- The exercise: In full and without deviation, write out the entries that follow.

[Start]

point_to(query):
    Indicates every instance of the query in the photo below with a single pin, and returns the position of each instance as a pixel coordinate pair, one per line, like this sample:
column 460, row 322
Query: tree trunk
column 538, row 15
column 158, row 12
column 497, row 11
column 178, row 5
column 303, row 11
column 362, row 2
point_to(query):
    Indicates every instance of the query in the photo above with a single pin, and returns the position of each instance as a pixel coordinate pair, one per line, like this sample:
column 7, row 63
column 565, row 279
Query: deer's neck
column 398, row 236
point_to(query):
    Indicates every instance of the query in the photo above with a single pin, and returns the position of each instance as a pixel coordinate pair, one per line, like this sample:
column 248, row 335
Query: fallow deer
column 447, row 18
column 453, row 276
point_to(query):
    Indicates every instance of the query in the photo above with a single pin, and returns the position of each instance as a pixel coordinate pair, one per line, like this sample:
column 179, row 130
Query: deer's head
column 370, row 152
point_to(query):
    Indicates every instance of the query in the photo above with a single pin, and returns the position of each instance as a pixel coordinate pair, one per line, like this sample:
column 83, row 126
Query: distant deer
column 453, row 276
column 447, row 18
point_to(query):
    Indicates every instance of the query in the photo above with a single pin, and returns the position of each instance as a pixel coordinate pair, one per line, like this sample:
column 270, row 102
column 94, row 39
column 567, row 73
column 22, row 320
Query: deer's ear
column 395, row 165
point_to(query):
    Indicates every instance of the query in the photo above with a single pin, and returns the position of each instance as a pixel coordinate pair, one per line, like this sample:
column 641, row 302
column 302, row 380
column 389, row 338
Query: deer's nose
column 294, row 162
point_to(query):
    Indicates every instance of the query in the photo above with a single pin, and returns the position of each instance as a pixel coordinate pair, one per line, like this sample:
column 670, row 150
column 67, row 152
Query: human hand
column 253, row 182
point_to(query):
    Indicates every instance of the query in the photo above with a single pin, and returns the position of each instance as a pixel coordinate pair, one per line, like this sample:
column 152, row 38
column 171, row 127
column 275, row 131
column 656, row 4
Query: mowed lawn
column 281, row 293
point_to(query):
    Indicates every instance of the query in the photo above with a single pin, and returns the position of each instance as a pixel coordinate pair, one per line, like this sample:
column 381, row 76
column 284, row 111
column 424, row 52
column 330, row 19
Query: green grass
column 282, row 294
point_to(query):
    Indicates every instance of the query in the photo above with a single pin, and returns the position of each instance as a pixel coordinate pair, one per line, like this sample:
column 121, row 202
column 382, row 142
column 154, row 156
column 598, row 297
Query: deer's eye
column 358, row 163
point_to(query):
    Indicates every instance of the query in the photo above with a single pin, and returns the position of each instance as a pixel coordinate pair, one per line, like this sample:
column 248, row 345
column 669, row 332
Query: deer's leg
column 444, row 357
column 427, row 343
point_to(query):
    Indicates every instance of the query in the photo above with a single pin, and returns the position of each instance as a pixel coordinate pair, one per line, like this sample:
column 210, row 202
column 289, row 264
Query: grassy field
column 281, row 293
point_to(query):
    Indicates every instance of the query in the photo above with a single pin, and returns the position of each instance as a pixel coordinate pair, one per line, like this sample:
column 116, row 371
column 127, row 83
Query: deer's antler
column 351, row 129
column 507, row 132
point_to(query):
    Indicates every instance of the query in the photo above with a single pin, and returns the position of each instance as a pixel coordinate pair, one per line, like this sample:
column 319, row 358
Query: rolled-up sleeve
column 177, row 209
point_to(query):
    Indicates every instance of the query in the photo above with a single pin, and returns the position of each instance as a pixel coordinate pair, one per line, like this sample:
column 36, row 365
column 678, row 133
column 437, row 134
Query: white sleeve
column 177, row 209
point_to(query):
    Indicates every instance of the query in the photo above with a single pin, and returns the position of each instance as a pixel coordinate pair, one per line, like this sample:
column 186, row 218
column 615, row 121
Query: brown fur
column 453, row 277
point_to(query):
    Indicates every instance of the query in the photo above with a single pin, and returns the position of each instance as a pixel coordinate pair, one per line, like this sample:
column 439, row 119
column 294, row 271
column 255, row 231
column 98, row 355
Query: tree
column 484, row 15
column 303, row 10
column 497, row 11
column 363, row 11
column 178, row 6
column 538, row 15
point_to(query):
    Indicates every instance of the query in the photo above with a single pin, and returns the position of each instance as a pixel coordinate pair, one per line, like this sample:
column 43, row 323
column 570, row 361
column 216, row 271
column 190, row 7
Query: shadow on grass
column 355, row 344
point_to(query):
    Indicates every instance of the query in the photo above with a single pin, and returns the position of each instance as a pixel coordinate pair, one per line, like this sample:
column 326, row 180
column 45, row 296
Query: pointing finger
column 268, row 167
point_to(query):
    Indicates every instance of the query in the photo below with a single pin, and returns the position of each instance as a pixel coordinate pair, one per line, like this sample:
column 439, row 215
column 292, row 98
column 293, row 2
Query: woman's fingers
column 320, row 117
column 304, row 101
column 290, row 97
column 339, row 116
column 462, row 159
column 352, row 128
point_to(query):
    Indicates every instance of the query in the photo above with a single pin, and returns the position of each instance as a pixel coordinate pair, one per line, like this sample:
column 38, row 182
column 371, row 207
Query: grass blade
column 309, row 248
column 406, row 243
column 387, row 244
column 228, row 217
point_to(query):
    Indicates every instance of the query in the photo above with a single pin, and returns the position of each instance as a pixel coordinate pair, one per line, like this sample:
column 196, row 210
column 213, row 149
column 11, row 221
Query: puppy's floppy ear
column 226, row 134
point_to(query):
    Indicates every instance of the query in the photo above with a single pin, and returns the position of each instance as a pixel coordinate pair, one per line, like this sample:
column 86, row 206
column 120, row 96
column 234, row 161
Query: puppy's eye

[End]

- Answer to the task:
point_to(query):
    Indicates every instance of the query in the photo below with a single pin, and returns the position of each instance as a pixel coordinate pair, one per line, like this sample:
column 460, row 322
Query: tree trunk
column 538, row 15
column 158, row 12
column 497, row 11
column 178, row 5
column 303, row 11
column 362, row 2
point_to(query):
    Indicates every instance of the query in the photo above with a single pin, and returns the position of each instance as a pixel coordinate pair, one per line, like this sample:
column 7, row 63
column 565, row 279
Query: deer's neck
column 398, row 236
point_to(query):
    Indicates every instance of the query in the photo above with a single pin, and returns the position of each instance as a pixel coordinate pair, one per line, like this sample:
column 248, row 335
Query: fallow deer
column 447, row 18
column 453, row 276
point_to(query):
    Indicates every instance of the query in the photo above with a single pin, and returns the position of each instance as a pixel coordinate pair, one per line, like this sample:
column 179, row 130
Query: deer's head
column 370, row 152
point_to(query):
    Indicates every instance of the query in the photo above with a single pin, and returns the position of each instance as a pixel coordinate pair, one per line, like this sample:
column 83, row 126
Query: distant deer
column 453, row 276
column 447, row 18
point_to(query):
    Indicates every instance of the query in the photo above with a single pin, and returns the position of each instance as a pixel coordinate pair, one per line, like this sample:
column 270, row 102
column 94, row 39
column 567, row 73
column 22, row 320
Query: deer's ear
column 395, row 165
point_to(query):
    Indicates every instance of the query in the photo above with a single pin, and returns the position of each instance as a pixel coordinate pair, one per line, like this sample:
column 641, row 302
column 302, row 380
column 389, row 338
Query: deer's nose
column 294, row 162
point_to(query):
    Indicates every instance of the query in the photo above with a single pin, and returns the position of each instance as a pixel coordinate pair, one per line, like this sample:
column 670, row 150
column 67, row 152
Query: human hand
column 253, row 182
point_to(query):
    Indicates every instance of the query in the photo above with a single pin, and returns the position of each instance as a pixel coordinate pair, one per line, like this sample:
column 152, row 38
column 171, row 127
column 275, row 131
column 656, row 4
Query: mowed lawn
column 281, row 293
point_to(query):
    Indicates every instance of the query in the photo above with a single pin, and returns the position of each instance as a pixel coordinate pair, one per line, like this sample:
column 381, row 76
column 284, row 111
column 424, row 52
column 330, row 19
Query: green grass
column 282, row 294
point_to(query):
    Indicates every instance of the query in the photo above with a single pin, and returns the position of each instance as a pixel coordinate pair, one per line, like this sample:
column 121, row 202
column 382, row 142
column 154, row 156
column 598, row 297
Query: deer's eye
column 358, row 163
point_to(query):
    Indicates every instance of the query in the photo above with a single pin, and returns the position of each instance as a pixel coordinate pair, one per line, like this sample:
column 248, row 345
column 669, row 332
Query: deer's leg
column 444, row 357
column 427, row 343
point_to(query):
    Indicates every instance of the query in the photo above with a single pin, and returns the position of each instance as a pixel coordinate pair, one per line, like this sample:
column 210, row 202
column 289, row 264
Query: grassy field
column 281, row 293
point_to(query):
    Indicates every instance of the query in the photo above with a single pin, and returns the position of each instance as a pixel coordinate pair, one per line, like this sample:
column 116, row 371
column 127, row 83
Query: deer's antler
column 351, row 129
column 507, row 132
point_to(query):
    Indicates every instance of the query in the photo above with a single pin, and returns the position of each instance as a pixel coordinate pair, one per line, like this sample:
column 319, row 358
Query: rolled-up sleeve
column 177, row 209
point_to(query):
    Indicates every instance of the query in the photo above with a single pin, and returns the position of each instance as a pixel coordinate pair, one per line, like this sample:
column 36, row 365
column 678, row 133
column 437, row 134
Query: white sleeve
column 177, row 209
point_to(query):
    Indicates every instance of the query in the photo above with a single pin, and returns the position of each instance as a pixel coordinate pair, one per line, like this sample:
column 186, row 218
column 615, row 121
Query: brown fur
column 453, row 277
point_to(query):
    Indicates every instance of the query in the photo above with a single pin, and returns the position of each instance as a pixel coordinate pair, one per line, like this sample:
column 439, row 119
column 294, row 271
column 255, row 231
column 98, row 355
Query: tree
column 484, row 15
column 303, row 10
column 497, row 11
column 363, row 11
column 178, row 6
column 538, row 15
point_to(query):
    Indicates every instance of the query in the photo above with a single pin, and returns the position of each instance as a pixel coordinate pair, one per line, like this sample:
column 43, row 323
column 570, row 361
column 216, row 271
column 190, row 7
Query: shadow on grass
column 355, row 344
point_to(query):
    Indicates every instance of the query in the photo above with a single pin, and returns the position of each instance as a pixel coordinate pair, one per line, like this sample:
column 326, row 180
column 45, row 296
Query: pointing finger
column 268, row 167
point_to(query):
    Indicates every instance of the query in the photo below with a single pin, and returns the position of each instance as a pixel coordinate pair, one per line, like this sample:
column 439, row 215
column 292, row 98
column 293, row 2
Query: woman's fingers
column 320, row 117
column 304, row 101
column 290, row 97
column 339, row 116
column 462, row 159
column 352, row 128
point_to(query):
    Indicates every instance of the query in the photo above with a single pin, and returns the position of each instance as a pixel coordinate pair, one per line, like this sample:
column 38, row 182
column 371, row 207
Query: grass blade
column 309, row 248
column 406, row 243
column 387, row 244
column 228, row 217
point_to(query):
    Indicates every instance of the query in the photo above with a single pin, and returns the position of each instance as a pixel coordinate pair, one per line, like this sample:
column 196, row 210
column 213, row 149
column 11, row 221
Query: puppy's floppy ear
column 226, row 134
point_to(query):
    Indicates every instance of the query in the photo above with a single pin, and returns the position of each instance as a pixel coordinate pair, one per line, like this sample:
column 86, row 206
column 120, row 96
column 234, row 161
Query: puppy's eye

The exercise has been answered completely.